Saved entries:
** Begin **

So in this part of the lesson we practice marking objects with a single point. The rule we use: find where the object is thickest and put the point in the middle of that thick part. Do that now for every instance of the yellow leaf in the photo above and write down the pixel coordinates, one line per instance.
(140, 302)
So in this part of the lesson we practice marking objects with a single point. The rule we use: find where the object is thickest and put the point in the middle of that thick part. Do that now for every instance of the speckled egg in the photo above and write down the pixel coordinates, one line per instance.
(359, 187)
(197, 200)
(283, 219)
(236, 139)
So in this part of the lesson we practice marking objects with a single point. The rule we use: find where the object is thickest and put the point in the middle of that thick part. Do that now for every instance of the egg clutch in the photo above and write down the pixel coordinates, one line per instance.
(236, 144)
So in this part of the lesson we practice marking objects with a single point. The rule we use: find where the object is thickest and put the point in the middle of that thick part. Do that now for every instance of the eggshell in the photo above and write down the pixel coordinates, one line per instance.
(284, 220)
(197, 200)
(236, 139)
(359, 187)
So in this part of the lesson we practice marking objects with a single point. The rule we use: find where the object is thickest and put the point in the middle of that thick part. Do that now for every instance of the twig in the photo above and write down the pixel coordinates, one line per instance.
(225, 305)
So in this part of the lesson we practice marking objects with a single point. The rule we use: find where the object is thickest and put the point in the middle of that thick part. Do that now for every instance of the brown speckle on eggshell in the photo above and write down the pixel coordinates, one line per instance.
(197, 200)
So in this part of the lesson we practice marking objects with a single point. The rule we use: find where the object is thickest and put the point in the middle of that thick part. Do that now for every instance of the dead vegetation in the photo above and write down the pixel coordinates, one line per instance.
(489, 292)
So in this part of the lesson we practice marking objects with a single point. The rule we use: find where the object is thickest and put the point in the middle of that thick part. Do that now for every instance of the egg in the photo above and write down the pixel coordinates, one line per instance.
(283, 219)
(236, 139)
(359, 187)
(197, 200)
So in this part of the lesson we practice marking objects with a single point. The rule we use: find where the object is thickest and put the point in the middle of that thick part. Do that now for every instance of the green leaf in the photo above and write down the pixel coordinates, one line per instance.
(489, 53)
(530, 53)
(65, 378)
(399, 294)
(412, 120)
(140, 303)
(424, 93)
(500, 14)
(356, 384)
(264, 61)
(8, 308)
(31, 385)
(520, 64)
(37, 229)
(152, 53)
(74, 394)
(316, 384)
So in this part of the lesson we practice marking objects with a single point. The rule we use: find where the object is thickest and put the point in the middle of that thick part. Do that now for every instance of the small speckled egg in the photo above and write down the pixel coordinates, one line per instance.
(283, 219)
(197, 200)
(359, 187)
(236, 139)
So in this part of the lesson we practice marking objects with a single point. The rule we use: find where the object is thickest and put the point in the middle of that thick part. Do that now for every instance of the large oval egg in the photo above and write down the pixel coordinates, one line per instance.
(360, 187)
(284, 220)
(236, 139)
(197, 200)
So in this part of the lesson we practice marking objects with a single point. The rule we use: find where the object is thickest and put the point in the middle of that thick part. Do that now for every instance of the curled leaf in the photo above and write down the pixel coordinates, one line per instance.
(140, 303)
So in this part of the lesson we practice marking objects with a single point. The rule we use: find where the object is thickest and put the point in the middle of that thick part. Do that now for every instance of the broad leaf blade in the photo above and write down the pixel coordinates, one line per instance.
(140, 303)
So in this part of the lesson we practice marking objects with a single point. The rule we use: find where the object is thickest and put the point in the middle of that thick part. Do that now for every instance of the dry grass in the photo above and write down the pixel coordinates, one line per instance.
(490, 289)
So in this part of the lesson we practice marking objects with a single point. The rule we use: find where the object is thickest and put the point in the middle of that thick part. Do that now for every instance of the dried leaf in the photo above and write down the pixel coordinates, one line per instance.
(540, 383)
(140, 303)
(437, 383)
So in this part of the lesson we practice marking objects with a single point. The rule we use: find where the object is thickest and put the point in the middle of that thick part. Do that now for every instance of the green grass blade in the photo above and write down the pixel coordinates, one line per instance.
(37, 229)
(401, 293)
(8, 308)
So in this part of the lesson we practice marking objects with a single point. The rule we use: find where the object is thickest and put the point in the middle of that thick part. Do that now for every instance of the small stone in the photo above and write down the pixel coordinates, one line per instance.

** End **

*Aim*
Repeat the records exactly, including every line.

*Written answer*
So in this part of the lesson we practice marking objects with a single point. The rule we use: find where the object is thickest and put the point in the middle of that thick part. Do that now for every instance of the yellow leaf in the photo above and write down the pixel coordinates, one line per instance.
(140, 302)
So in this part of the lesson we practice marking objects with a single point. The rule we use: find where the object is thickest and put the point in the middle of that thick part. Do that now for every instance of the speckled egg in the photo above and write down the pixel coordinates, one line per instance.
(359, 187)
(197, 200)
(283, 219)
(236, 139)
So in this part of the lesson we practice marking objects with a single point. The rule we use: find where the object is thickest and put the point in the middle of that thick part. Do that now for every instance of the egg clutch in the photo above and write down the pixel coordinates, one line per instance.
(236, 144)
So in this part of the lesson we practice marking objects with a single point. The rule we use: find where the object is thickest and put the point in the middle of that thick part. Do that now for every instance of the eggshell in the photo above and write down the pixel coordinates, one line per instance.
(284, 220)
(197, 200)
(236, 139)
(359, 187)
So in this part of the lesson we practice marking objects with a single point. The rule we use: find where the object is thickest and put the point in the middle of that thick part. Do that now for every instance of the twig in the photo above and write down the pixel coordinates, one line per instance.
(225, 305)
So in this part of the lesson we practice marking objects with a single point. The rule we use: find where the object is thickest and put the point in the middle of that thick part. Do that now for every instance of the brown speckle on eggshell in the photo above and write down the pixel coordinates, one line per instance.
(197, 200)
So in this part of the lesson we practice marking objects with a single point. The rule we use: find where the object is thickest and put the point in the middle of that thick part. Do that now for every instance of the dead vegetation in the photo above and write down the pixel coordinates, one line per instance.
(489, 292)
So in this part of the lesson we practice marking objects with a single point. The rule we use: find where the object is thickest and put the point in the middle of that thick part. Do that now for every instance of the egg in the photo above and write down the pixel coordinates, one line per instance.
(283, 219)
(236, 139)
(359, 187)
(197, 200)
So in this part of the lesson we practice marking objects with a single point. The rule we use: find where the object is thickest and put the point in the middle of that thick part. Do that now for every instance of the green leaf in the photo above and write down the pixel coordinates, one line per instance.
(489, 53)
(530, 53)
(65, 378)
(399, 294)
(412, 120)
(140, 303)
(424, 93)
(500, 14)
(356, 384)
(264, 61)
(8, 308)
(31, 385)
(520, 64)
(37, 229)
(152, 53)
(74, 394)
(316, 384)
So in this part of the lesson we practice marking objects with a single point. The rule we use: find where the object is thickest and put the point in the middle of that thick part. Do that now for every instance of the small speckled egg in the photo above and write down the pixel coordinates, one line per instance.
(283, 219)
(197, 200)
(359, 187)
(236, 139)
So in this part of the lesson we practice marking objects with a single point. The rule we use: find where the object is thickest and put the point in the middle of that thick part. Do that now for every instance of the large oval egg in the photo above and write down the pixel coordinates, one line per instance.
(360, 187)
(284, 220)
(236, 139)
(197, 200)
So in this part of the lesson we practice marking objects with a single point. The rule we use: find where the object is thickest and put the point in the middle of that thick part. Do that now for every instance of the curled leaf in the photo above and write down the pixel coordinates, one line per instance.
(140, 303)
So in this part of the lesson we practice marking objects with a single point. The rule we use: find where the object is thickest and put the point in the middle of that thick part. Do that now for every instance of the broad leaf blade in the photo above and write down the pixel coordinates, one line per instance.
(140, 303)
So in this part of the lesson we practice marking objects with a single point. The rule we use: find where the object is thickest and put the point in the middle of that thick part. Do that now for every instance of the dry grass in the photo above and write down the pixel coordinates, one line per instance.
(490, 289)
So in this part of the lesson we practice marking objects with a single point. The rule we use: find where the object is thickest and put the point in the middle of that thick part. Do that now for every instance of the dried leaf in the photo above and write down the pixel coordinates, one line per instance.
(540, 383)
(140, 303)
(437, 383)
So in this part of the lesson we practice marking objects with a single point. The rule we use: find where the object is thickest and put the point in the middle of that thick part. Do that now for every instance of the green grass blade in the photo above and write down the pixel coordinates, one line per instance.
(37, 229)
(401, 293)
(8, 308)
So in this part of the lesson we practice marking objects with a single point. The rule we use: find where the object is thickest and put the point in the middle of that thick part. Do that now for every instance of the small stone in the photo above and write down the pixel coordinates, one line per instance.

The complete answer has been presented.